Print the material below from its first line through the line containing "53L143 53L146 49L148", including both ends. Leave the picture out of your copy.

Object outline annotations:
● ● ● ● ●

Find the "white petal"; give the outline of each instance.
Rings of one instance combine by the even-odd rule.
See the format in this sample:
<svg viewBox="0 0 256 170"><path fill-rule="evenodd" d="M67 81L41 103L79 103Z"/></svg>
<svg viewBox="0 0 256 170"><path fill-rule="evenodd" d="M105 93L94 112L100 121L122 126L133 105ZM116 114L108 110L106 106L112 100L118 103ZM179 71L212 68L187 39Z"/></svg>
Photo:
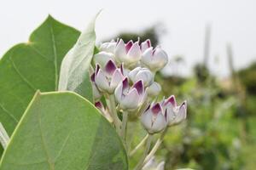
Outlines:
<svg viewBox="0 0 256 170"><path fill-rule="evenodd" d="M108 92L109 89L109 82L104 75L103 71L100 69L98 73L96 75L95 82L98 88L103 92Z"/></svg>
<svg viewBox="0 0 256 170"><path fill-rule="evenodd" d="M142 53L143 53L146 49L148 49L150 47L151 47L151 42L150 42L149 39L143 42L142 44L141 44Z"/></svg>
<svg viewBox="0 0 256 170"><path fill-rule="evenodd" d="M114 90L114 97L116 101L120 104L123 94L123 83L120 82Z"/></svg>
<svg viewBox="0 0 256 170"><path fill-rule="evenodd" d="M127 53L129 61L131 64L136 63L141 60L142 53L141 48L137 42L133 43L131 49Z"/></svg>
<svg viewBox="0 0 256 170"><path fill-rule="evenodd" d="M150 109L143 113L141 116L141 122L148 131L149 131L152 128L152 117L153 113Z"/></svg>
<svg viewBox="0 0 256 170"><path fill-rule="evenodd" d="M154 82L148 88L147 88L147 92L148 96L154 97L157 96L161 91L161 86L157 83L156 82Z"/></svg>
<svg viewBox="0 0 256 170"><path fill-rule="evenodd" d="M131 71L129 72L128 76L129 76L129 78L131 80L131 82L133 83L136 82L137 82L137 80L136 80L136 76L138 73L138 71L141 71L141 70L142 70L141 67L137 67L137 68L133 69L132 71Z"/></svg>
<svg viewBox="0 0 256 170"><path fill-rule="evenodd" d="M153 48L148 48L148 49L146 49L146 51L144 51L144 53L143 54L142 56L142 63L143 65L145 65L147 67L148 67L150 69L150 64L152 62L152 55L153 54Z"/></svg>
<svg viewBox="0 0 256 170"><path fill-rule="evenodd" d="M114 61L113 54L111 54L111 53L104 52L104 51L100 52L100 53L95 54L94 57L93 57L93 59L94 59L95 64L96 65L96 64L100 65L100 66L102 68L103 68L106 65L107 62L109 60L112 60Z"/></svg>
<svg viewBox="0 0 256 170"><path fill-rule="evenodd" d="M124 76L122 75L121 71L119 70L115 70L110 82L110 88L113 91L119 83L122 82L123 78Z"/></svg>
<svg viewBox="0 0 256 170"><path fill-rule="evenodd" d="M154 58L156 59L158 70L162 69L168 62L167 54L160 48L155 48Z"/></svg>
<svg viewBox="0 0 256 170"><path fill-rule="evenodd" d="M135 77L135 82L139 80L143 80L144 86L148 87L153 82L154 76L148 69L143 68L138 71Z"/></svg>
<svg viewBox="0 0 256 170"><path fill-rule="evenodd" d="M127 58L125 44L122 39L119 40L114 49L114 56L120 63L125 62Z"/></svg>
<svg viewBox="0 0 256 170"><path fill-rule="evenodd" d="M113 54L116 47L116 42L108 42L101 45L100 50Z"/></svg>
<svg viewBox="0 0 256 170"><path fill-rule="evenodd" d="M134 110L137 109L139 103L139 94L137 89L132 88L127 95L124 96L121 100L121 108Z"/></svg>
<svg viewBox="0 0 256 170"><path fill-rule="evenodd" d="M167 125L166 117L163 113L159 113L156 116L154 122L153 123L151 132L158 133L163 130Z"/></svg>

● ● ● ● ●

■ The result:
Find the "white petal"; give the outline of each instance.
Rings of one instance combine by the even-odd rule.
See the format in this sample:
<svg viewBox="0 0 256 170"><path fill-rule="evenodd" d="M67 81L41 103L79 103Z"/></svg>
<svg viewBox="0 0 256 170"><path fill-rule="evenodd" d="M105 93L94 112L100 121L122 126L133 105ZM116 114L108 110L106 106L112 100L118 103ZM179 71L212 68L187 39Z"/></svg>
Photo:
Outlines:
<svg viewBox="0 0 256 170"><path fill-rule="evenodd" d="M108 92L109 89L109 82L104 75L103 71L100 69L98 73L96 75L95 82L98 88L103 92Z"/></svg>
<svg viewBox="0 0 256 170"><path fill-rule="evenodd" d="M142 53L143 53L146 49L148 49L150 47L151 47L151 42L150 42L149 39L143 42L142 44L141 44Z"/></svg>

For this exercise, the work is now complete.